-- begin DATA TO PROCESS --
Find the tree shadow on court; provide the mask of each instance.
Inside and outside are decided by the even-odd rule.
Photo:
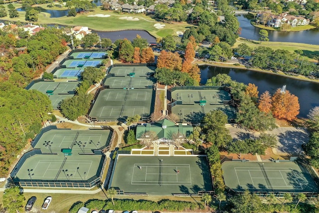
[[[266,190],[268,189],[267,188],[267,187],[261,184],[258,184],[258,188],[259,189],[263,190]],[[254,189],[256,189],[256,187],[254,187]]]
[[[199,123],[204,115],[205,114],[201,112],[193,112],[185,115],[185,120],[194,124]]]
[[[304,186],[307,186],[308,187],[310,187],[310,189],[314,190],[312,189],[313,187],[311,186],[312,183],[309,183],[305,178],[306,174],[296,170],[292,170],[291,172],[287,173],[287,180],[289,181],[287,184],[288,186],[293,186],[293,190],[300,190],[300,188],[303,188]],[[310,186],[309,186],[310,185]]]
[[[282,152],[299,155],[301,145],[309,141],[309,135],[306,131],[286,131],[278,135],[280,145],[278,149]]]
[[[205,159],[198,158],[197,160],[196,161],[196,164],[197,164],[198,167],[200,168],[200,170],[202,171],[200,174],[203,176],[203,179],[204,180],[204,189],[200,189],[198,191],[212,190],[212,182],[211,180],[210,173],[209,172],[209,167],[208,166],[208,162]]]
[[[182,194],[189,194],[188,188],[184,185],[179,186],[179,190],[181,192]]]
[[[256,139],[256,136],[252,133],[239,132],[236,133],[236,137],[237,139],[243,140],[247,139]]]

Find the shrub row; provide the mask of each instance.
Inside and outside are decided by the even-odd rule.
[[[139,210],[143,211],[169,211],[169,212],[185,212],[204,209],[201,204],[185,201],[171,201],[170,200],[162,200],[155,202],[146,200],[138,201],[133,199],[115,199],[114,204],[111,200],[102,201],[100,200],[90,200],[85,204],[81,202],[77,202],[73,204],[70,209],[70,213],[76,213],[80,208],[85,206],[90,211],[97,211],[101,209],[115,211]]]

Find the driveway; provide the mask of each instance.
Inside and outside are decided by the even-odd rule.
[[[228,125],[227,128],[234,139],[256,138],[260,135],[258,132],[247,130],[238,127],[236,125]],[[306,128],[302,127],[279,127],[267,133],[277,136],[278,146],[273,149],[273,151],[278,155],[299,155],[302,151],[302,144],[309,141],[310,134]]]

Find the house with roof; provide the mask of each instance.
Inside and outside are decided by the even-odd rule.
[[[276,15],[269,12],[260,12],[257,14],[256,21],[266,24],[273,27],[279,27],[284,23],[288,23],[292,27],[309,24],[310,20],[302,16],[296,16],[286,13]]]
[[[138,125],[136,139],[148,139],[158,145],[174,144],[176,140],[182,143],[193,132],[191,125],[176,124],[166,118],[153,123]]]
[[[42,27],[41,26],[33,25],[31,23],[22,26],[21,27],[24,31],[28,31],[30,35],[34,35],[40,30],[45,29],[44,27]]]
[[[79,40],[82,39],[87,34],[91,33],[91,30],[87,26],[77,26],[71,29],[71,32],[67,33],[72,35]]]

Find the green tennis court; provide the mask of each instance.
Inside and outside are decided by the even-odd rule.
[[[119,155],[113,173],[110,187],[125,193],[171,195],[212,190],[205,156]]]
[[[112,67],[110,73],[114,74],[116,76],[129,76],[130,73],[135,73],[136,76],[145,76],[154,73],[156,68],[155,67],[147,66],[120,66]]]
[[[89,116],[97,120],[118,120],[136,114],[151,113],[154,91],[152,89],[107,89],[99,94]]]
[[[103,83],[110,88],[148,88],[156,82],[153,77],[110,77],[106,78]]]
[[[57,182],[87,181],[99,177],[97,172],[102,157],[101,155],[72,155],[65,157],[61,155],[35,155],[23,162],[15,174],[15,178]]]
[[[84,70],[83,68],[65,68],[56,70],[53,73],[54,77],[57,78],[70,78],[77,79],[81,75],[81,73]]]
[[[76,153],[92,152],[108,146],[111,136],[110,130],[51,130],[37,136],[32,146],[42,153],[60,154],[64,148],[72,149]]]
[[[74,96],[75,90],[78,84],[77,81],[40,81],[34,83],[29,90],[35,89],[48,95],[53,109],[58,109],[61,101]]]
[[[236,192],[319,192],[307,169],[295,162],[225,162],[222,169],[225,185]]]
[[[224,112],[228,120],[235,118],[234,109],[226,103],[224,104],[231,97],[223,90],[176,89],[171,92],[171,97],[175,102],[172,104],[171,112],[182,120],[199,122],[205,113],[217,109]]]

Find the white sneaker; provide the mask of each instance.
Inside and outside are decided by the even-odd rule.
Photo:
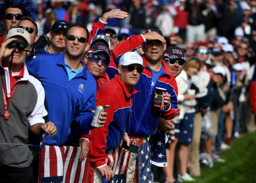
[[[182,182],[183,181],[195,181],[195,180],[192,178],[190,175],[186,172],[182,175],[178,175],[178,181]]]
[[[234,137],[235,138],[237,138],[237,139],[240,137],[240,134],[239,134],[238,131],[235,131],[235,133],[234,133]]]
[[[227,145],[226,143],[225,143],[223,142],[221,143],[221,149],[223,150],[229,149],[230,148],[231,148],[231,147]]]

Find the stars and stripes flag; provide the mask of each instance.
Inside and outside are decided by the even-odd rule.
[[[87,182],[89,160],[79,162],[80,147],[45,146],[40,149],[38,183]]]
[[[153,164],[160,167],[167,166],[165,144],[168,140],[165,132],[158,130],[157,133],[150,136],[149,143]]]

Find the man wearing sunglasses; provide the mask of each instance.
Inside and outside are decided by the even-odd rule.
[[[81,60],[89,48],[88,36],[83,24],[74,24],[67,31],[64,52],[39,54],[28,65],[45,87],[49,119],[58,129],[56,136],[46,139],[46,145],[68,144],[79,129],[86,133],[86,131],[93,128],[91,122],[95,107],[96,82]],[[105,122],[106,113],[102,114],[101,127]],[[80,161],[89,151],[89,137],[84,137],[79,142],[82,148]],[[36,137],[30,137],[31,141],[40,142]]]
[[[173,75],[162,59],[166,47],[166,42],[163,37],[161,31],[151,29],[143,35],[131,36],[125,41],[118,44],[113,50],[113,59],[116,64],[118,62],[120,56],[124,52],[132,51],[141,46],[144,52],[142,57],[145,68],[140,79],[135,86],[137,90],[141,91],[141,92],[134,97],[136,103],[133,103],[132,111],[136,112],[131,114],[130,120],[126,126],[126,132],[133,140],[133,143],[138,146],[142,145],[144,147],[148,145],[149,146],[149,142],[147,140],[144,141],[144,137],[155,134],[160,113],[162,117],[168,120],[174,117],[177,113],[177,84]],[[160,112],[159,108],[153,106],[154,95],[152,94],[154,93],[156,87],[167,90],[166,93],[163,94],[164,102],[166,104],[164,112]],[[161,137],[164,139],[164,136]],[[143,142],[140,141],[142,140],[143,140]],[[135,142],[137,140],[141,142],[136,144]],[[164,143],[164,140],[162,140],[162,143]],[[164,146],[161,148],[163,152],[165,151]],[[154,152],[155,150],[150,149],[150,152]],[[149,157],[151,157],[149,155]],[[166,163],[162,162],[158,163],[151,162],[152,164],[166,166]],[[138,163],[137,163],[138,165]],[[149,168],[151,169],[151,166],[150,166]],[[129,173],[134,175],[135,170],[132,167],[130,168],[131,172]],[[150,181],[152,179],[151,173],[147,174],[146,168],[143,171],[146,171],[143,173],[147,174],[149,176],[147,180]],[[138,173],[141,173],[140,172]],[[135,175],[137,175],[137,176],[134,176],[133,179],[137,182],[138,178],[143,177],[141,174]]]
[[[50,44],[44,48],[36,49],[37,54],[60,53],[65,50],[64,41],[66,33],[71,24],[66,20],[55,21],[50,33]]]
[[[32,18],[29,17],[23,17],[18,24],[17,27],[25,30],[29,33],[30,36],[31,44],[29,51],[31,52],[24,61],[26,64],[28,65],[37,55],[35,49],[32,47],[34,43],[37,42],[38,38],[38,35],[37,34],[38,32],[37,25]]]
[[[14,28],[6,38],[0,47],[0,142],[8,144],[0,145],[0,182],[31,183],[33,156],[25,145],[29,132],[40,136],[41,140],[43,132],[51,137],[57,129],[53,123],[45,123],[48,117],[43,87],[23,62],[27,53],[22,50],[29,49],[29,34],[22,28]],[[12,47],[12,43],[18,46]]]
[[[134,52],[123,54],[118,64],[118,73],[100,88],[96,103],[96,105],[109,105],[111,108],[106,110],[108,114],[104,127],[91,130],[93,138],[90,144],[90,158],[93,163],[90,165],[94,167],[95,174],[90,177],[93,181],[89,182],[102,182],[102,176],[103,175],[106,181],[110,181],[114,176],[112,168],[116,170],[115,174],[126,174],[125,168],[119,172],[119,168],[115,167],[113,163],[115,160],[111,160],[111,157],[114,156],[112,153],[115,152],[117,158],[120,159],[119,161],[122,158],[121,155],[125,153],[124,151],[123,153],[119,147],[123,137],[128,141],[128,145],[129,144],[129,137],[125,134],[125,125],[130,113],[136,112],[131,111],[133,103],[135,103],[133,101],[134,95],[138,92],[134,87],[139,80],[145,67],[141,56]],[[107,164],[111,165],[109,166]],[[114,177],[113,181],[115,181]]]
[[[103,81],[101,77],[109,65],[110,55],[110,50],[108,46],[99,43],[91,45],[85,57],[85,61],[86,68],[96,80],[96,98],[98,98],[99,87],[109,80],[108,76],[104,77],[105,81]]]
[[[0,6],[0,17],[2,20],[0,21],[0,27],[3,27],[4,29],[3,33],[0,34],[0,45],[5,41],[8,32],[17,27],[23,16],[29,16],[37,21],[34,13],[37,5],[32,1],[4,0],[3,1]]]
-- end DATA TO PROCESS --
# [YOUR INSTRUCTIONS]
Please collect every line of the entries that contains the word "court".

# [SOLUTION TO THE PROBLEM]
Find the tree shadow on court; provide the mask of each instance.
Find the green tennis court; provide the mask of each instance.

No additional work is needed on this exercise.